>> BEGIN
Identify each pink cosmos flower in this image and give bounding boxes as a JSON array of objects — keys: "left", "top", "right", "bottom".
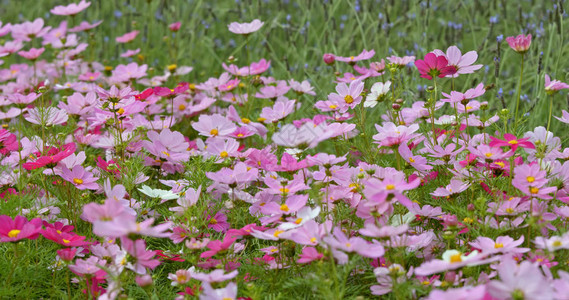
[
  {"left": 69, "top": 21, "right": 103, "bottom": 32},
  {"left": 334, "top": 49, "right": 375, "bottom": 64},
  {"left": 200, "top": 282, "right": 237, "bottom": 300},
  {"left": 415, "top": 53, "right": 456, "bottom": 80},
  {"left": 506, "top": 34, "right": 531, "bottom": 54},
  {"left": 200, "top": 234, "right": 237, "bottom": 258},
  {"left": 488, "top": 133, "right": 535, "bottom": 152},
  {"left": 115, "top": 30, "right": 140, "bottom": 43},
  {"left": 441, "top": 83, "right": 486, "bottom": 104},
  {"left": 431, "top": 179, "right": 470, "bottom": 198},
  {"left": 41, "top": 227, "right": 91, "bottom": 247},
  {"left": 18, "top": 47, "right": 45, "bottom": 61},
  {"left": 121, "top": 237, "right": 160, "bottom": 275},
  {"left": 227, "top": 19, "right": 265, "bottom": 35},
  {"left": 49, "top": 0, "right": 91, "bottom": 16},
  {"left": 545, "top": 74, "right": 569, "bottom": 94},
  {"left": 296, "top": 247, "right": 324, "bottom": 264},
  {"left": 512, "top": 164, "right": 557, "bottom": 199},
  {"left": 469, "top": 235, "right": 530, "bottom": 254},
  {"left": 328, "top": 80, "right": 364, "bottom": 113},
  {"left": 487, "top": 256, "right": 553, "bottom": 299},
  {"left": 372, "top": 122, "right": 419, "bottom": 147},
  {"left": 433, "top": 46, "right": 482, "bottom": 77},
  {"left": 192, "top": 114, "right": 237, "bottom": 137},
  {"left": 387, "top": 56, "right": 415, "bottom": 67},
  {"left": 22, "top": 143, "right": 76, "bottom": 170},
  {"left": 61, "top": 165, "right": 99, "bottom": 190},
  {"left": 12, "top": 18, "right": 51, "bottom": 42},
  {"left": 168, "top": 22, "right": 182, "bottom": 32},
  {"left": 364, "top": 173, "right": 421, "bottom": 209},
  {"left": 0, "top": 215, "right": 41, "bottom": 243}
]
>> END
>> BEGIN
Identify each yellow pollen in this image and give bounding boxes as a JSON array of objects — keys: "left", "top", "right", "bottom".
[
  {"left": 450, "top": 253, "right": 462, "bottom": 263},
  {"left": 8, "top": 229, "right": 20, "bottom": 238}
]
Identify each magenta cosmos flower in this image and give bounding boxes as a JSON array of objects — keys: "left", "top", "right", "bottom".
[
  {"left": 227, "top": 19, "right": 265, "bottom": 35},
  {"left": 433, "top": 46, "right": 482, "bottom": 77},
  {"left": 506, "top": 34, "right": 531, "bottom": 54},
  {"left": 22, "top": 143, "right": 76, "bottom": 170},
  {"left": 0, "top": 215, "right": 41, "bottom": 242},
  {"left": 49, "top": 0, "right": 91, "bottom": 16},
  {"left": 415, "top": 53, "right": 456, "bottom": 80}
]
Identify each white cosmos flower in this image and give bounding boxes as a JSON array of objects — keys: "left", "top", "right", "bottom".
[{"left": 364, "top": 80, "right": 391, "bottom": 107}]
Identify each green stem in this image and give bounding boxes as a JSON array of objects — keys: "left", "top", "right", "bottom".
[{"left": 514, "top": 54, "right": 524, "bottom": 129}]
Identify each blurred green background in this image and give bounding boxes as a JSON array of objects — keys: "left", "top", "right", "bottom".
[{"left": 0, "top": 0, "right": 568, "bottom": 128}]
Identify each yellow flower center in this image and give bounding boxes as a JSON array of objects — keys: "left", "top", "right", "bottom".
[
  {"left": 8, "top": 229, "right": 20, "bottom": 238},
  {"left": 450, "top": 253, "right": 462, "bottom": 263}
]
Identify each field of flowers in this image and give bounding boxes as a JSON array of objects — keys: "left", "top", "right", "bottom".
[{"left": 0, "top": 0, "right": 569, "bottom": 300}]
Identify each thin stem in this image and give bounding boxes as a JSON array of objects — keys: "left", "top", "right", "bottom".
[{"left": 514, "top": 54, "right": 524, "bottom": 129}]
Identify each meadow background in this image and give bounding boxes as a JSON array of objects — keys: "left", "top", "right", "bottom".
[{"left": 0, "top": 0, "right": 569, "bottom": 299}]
>> END
>> BEGIN
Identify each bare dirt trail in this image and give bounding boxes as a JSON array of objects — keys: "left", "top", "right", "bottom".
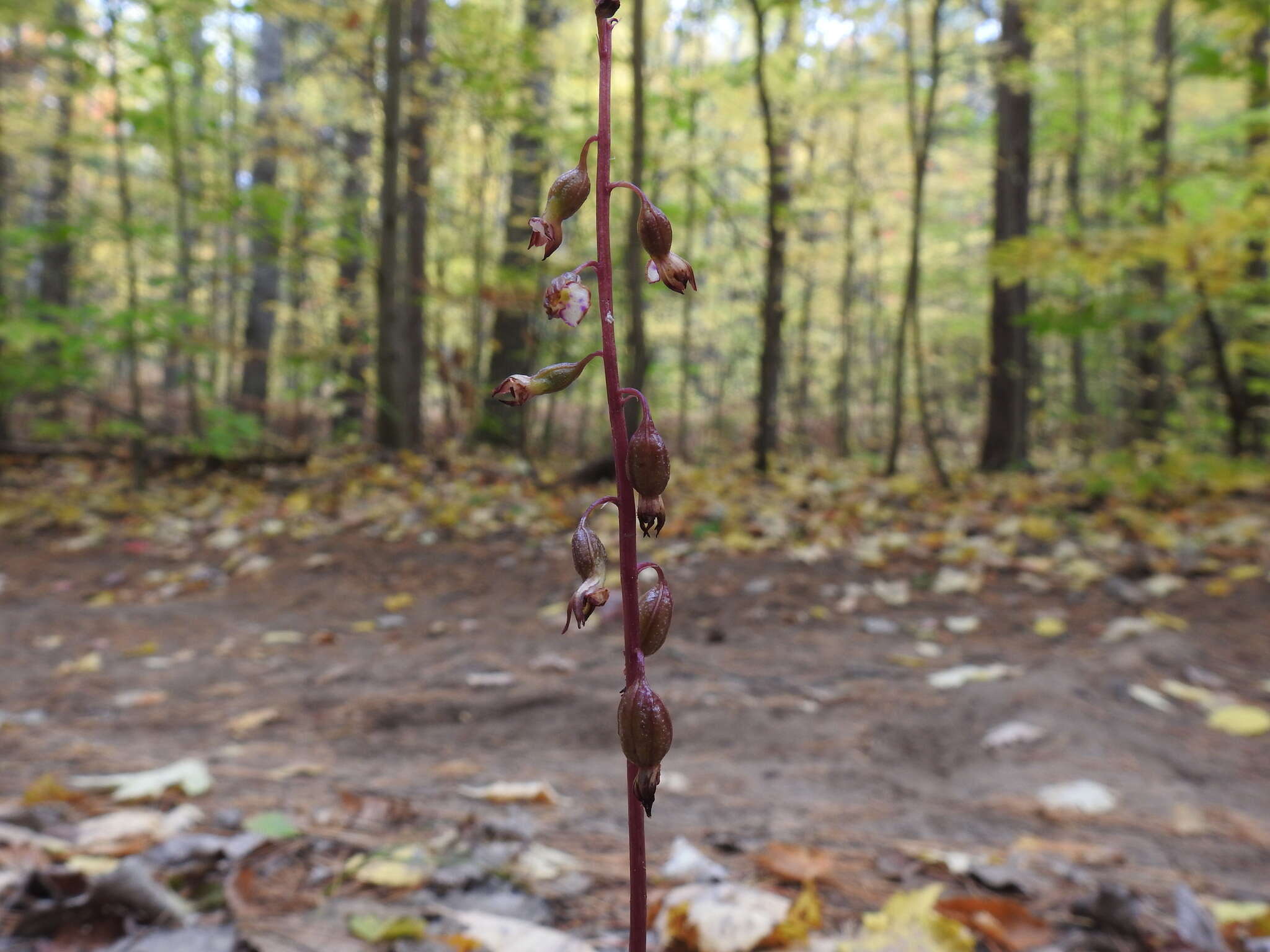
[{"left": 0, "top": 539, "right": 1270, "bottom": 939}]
>> END
→ **THE TASK**
Gather every line of the items above that contains the string "cosmos", and copy each one out in full.

→ **ANSWER TO THE PROBLEM**
Identify each pink cosmos flower in this image and give bounding boxes as a JSON array of objects — keys: "left", "top", "right", "bottom".
Identify each magenta cosmos flower in this image and give bounding boxes as a JSON array of objects — keys: "left", "top", "right", "bottom".
Identify each white cosmos flower in this image and give bounding boxes as a JSON array of objects — keys: "left", "top", "right", "bottom".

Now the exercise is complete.